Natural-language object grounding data
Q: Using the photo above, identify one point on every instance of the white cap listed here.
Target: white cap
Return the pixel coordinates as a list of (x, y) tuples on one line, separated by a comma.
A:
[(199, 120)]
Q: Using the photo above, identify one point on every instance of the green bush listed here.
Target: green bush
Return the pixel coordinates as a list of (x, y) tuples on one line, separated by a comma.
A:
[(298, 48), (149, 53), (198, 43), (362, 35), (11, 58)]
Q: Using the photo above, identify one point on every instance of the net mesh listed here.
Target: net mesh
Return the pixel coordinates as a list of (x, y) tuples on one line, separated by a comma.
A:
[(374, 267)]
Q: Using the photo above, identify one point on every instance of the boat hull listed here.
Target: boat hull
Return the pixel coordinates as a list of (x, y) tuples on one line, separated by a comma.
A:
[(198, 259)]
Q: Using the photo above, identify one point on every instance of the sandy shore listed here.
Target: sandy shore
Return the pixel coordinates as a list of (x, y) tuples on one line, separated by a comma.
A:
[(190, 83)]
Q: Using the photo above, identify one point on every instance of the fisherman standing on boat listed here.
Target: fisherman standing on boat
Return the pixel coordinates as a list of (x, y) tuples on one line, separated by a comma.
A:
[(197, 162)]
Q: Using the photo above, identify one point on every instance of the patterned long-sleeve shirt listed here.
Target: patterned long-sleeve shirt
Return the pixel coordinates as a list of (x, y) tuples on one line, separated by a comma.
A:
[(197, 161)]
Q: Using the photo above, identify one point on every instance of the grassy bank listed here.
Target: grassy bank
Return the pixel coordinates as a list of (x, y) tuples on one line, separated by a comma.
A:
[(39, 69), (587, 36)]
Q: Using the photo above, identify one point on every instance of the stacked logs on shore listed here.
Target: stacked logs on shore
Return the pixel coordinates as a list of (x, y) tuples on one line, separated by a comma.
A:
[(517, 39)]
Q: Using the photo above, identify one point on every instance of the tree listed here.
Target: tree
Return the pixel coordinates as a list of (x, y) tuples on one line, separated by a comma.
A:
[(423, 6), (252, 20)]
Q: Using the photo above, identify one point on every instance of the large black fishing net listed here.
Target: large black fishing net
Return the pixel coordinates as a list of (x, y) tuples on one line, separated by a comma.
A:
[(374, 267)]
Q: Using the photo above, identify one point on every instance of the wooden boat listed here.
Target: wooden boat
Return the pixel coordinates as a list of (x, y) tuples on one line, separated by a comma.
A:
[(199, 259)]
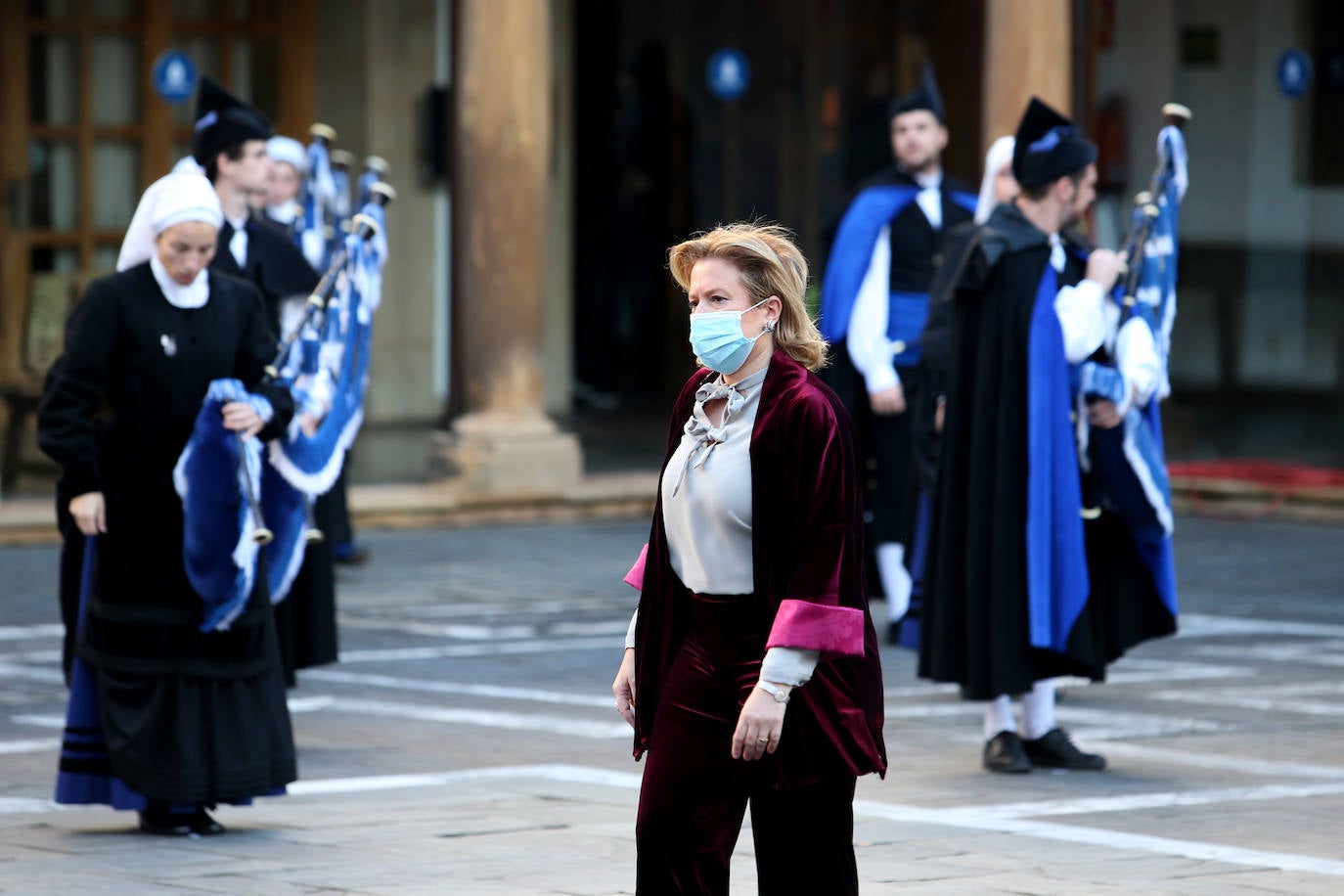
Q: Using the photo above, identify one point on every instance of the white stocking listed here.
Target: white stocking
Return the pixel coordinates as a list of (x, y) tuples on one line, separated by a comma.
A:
[(895, 578), (998, 716), (1038, 709)]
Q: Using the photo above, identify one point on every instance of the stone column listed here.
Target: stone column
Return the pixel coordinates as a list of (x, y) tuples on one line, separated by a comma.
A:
[(1028, 46), (503, 445)]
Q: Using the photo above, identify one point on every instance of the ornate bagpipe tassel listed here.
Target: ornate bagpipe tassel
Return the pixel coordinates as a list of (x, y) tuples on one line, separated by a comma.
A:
[(326, 364), (1127, 465), (317, 234)]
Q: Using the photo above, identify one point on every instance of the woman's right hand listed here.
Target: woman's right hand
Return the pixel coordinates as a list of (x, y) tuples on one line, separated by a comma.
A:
[(624, 687), (90, 512)]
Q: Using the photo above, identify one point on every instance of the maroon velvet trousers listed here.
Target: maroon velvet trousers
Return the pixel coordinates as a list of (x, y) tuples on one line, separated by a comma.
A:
[(695, 794)]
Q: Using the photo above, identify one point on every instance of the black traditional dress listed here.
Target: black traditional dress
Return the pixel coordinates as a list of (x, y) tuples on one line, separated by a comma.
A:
[(187, 716)]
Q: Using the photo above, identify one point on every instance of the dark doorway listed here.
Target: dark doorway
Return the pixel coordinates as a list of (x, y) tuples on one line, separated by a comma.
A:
[(660, 155)]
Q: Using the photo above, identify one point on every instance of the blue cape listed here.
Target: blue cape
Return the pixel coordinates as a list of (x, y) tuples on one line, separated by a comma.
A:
[(1056, 557), (851, 252)]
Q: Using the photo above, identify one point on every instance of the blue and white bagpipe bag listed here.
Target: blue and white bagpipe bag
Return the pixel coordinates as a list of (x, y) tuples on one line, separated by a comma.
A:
[(327, 371), (212, 477), (1128, 465)]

* **Work request**: The records must come back exactly, with their pictures removed.

* **Result**:
Q: Using the photo above, identify one point on every instance of the white cap listed here.
Target: white cap
Return the pixel coordinates as a list of (x, y) tuples on one line, separated by a comma.
A:
[(199, 120)]
Q: Using the photo above, identify one point on every instance of the green bush listed here.
Target: green bush
Return the pixel coordinates as a list of (x, y) tuples on one line, separated by a comma.
A:
[(298, 48), (149, 53), (198, 43), (362, 35), (11, 58)]
Q: Using the photo above, identify one point on every instance of the net mesh listed here.
Target: net mesh
Return the pixel coordinates as a list of (x, y) tuples on one line, separated by a comma.
A:
[(374, 267)]
Q: Using the photo above, identify one point on every instance of the boat hull listed here.
Target: boat hull
Return the pixel coordinates as a list of (x, y) tuples on one line, separated by a comma.
A:
[(198, 259)]
Q: Using the photo above, identify one point on every instance of the sandy shore listed here.
Target: sandy shore
Return the pixel coordinates as a list of (x, y) tuples on one line, separated by a comma.
A:
[(190, 83)]
Q: Using the photo above, identify one point on every instance of the fisherman standing on boat listed here.
Target: fisherman standing on boat
Return the pixel coordinates as a list of (x, y) tuples on one line, separated by a comma.
A:
[(197, 162)]
Q: Using the photo above, identify one point on every instance of the patterned long-sleeve shirt listed here.
Target: patterned long-sleeve shirt
Return the pixel coordinates as a list of (x, y) tuples on one line, separated by a comma.
A:
[(197, 161)]
Q: Using the photo above, identify one point on every instance of the grassy bank listed here.
Target: grassy bank
Return the pixel coordinates as a list of (x, y) tuples on one line, separated by a comma.
A:
[(39, 69), (587, 36)]
Q: Using the photo above, identify one point on every instance of the stacked logs on shore listed here.
Target: stacked logs on shore
Return the pixel coordinates as a list of (x, y) tuples on one line, separated by a comma.
A:
[(517, 39)]
Q: Using the photo above, identify one point on every instance of the tree listed here.
Target: tree
Return the pixel coordinates as a list of (x, y) tuples on one line, separated by a comma.
A:
[(423, 6), (252, 20)]
Q: Using the photo above, identify one point on every instance of the large black fishing net listed here.
Target: large black fishing net
Return the pixel coordinates as a list of (x, y) tuples on one line, separated by a comma.
A:
[(374, 267)]
Q: Using the photo above, identify one point on every instance of the wooden boat listed here.
Target: wooden boat
Return the pixel coordinates as a list of (x, y) tuples on one line, separated by a comma.
A:
[(199, 259)]
Q: Using the photo above, identify one point on every instance of the white stocking listed here.
Target: white stocking
Return the pixel coordinates as a list of (x, y) tuples on one line, separated by a comma.
A:
[(895, 578), (998, 716), (1038, 709)]
Q: Using the photo above, identify one point on every instance of the stone column listed here.
Target: stone column
Return the pixel coordinates as a list of (x, y) tuples on one line, separated by a comma.
A:
[(1028, 46), (503, 445)]
Q: Using the photo above, identify one point on every instance of the ornate bagpipe tassel listed here.
Target: ornate bagpipe tassel
Return the pixel coordinates as a list of (x, y) tuples on one line, separated by a comma.
A:
[(326, 364), (1127, 465), (317, 234)]
Q: Using the photo above, identify one point on every instance of the woman's right hand listed here.
Target: woman's right hand
Return the pixel coordinates as a list of (x, y) tuples on one line, separated by a comma.
A:
[(624, 687), (90, 512)]
Q: Using the photo above, identify one point on every instance of the maroon velvet trousers listed here.
Target: maroon velvet trousers
Return the pixel coordinates as a list of (x, y) tuples on one line, separated by a comma.
A:
[(695, 794)]
Q: Using the photo above, identify one point on every instance of the black traditional dress listed here.
Target: black traditional dress
Return the pixel coordinates as a list of (x, y) tuples on one line, separated by a comma.
A:
[(187, 716)]
Q: Using the photo above, identify one point on every instance of the dark doorway listed here.
Target: dark doorway
Return the pixel coordinates as a list of (x, y) tuples on one line, separated by a comma.
A:
[(660, 155)]
Q: Using the photo above, identify one point on every instance of the blue cape listed here.
Target: blue cape
Return the pixel coordinates as a list of (x, y) tuples on one line, separated by a comma.
A:
[(1056, 557), (851, 252)]
Q: Using the photo above, identify one point on every instance of the blue and white bagpipe bag listed here.
Target: blue and white bagpipe bag
Return the pixel coordinates as a list of (x, y) tuples on one line, separated by a comma.
A:
[(327, 371), (212, 477), (1128, 465)]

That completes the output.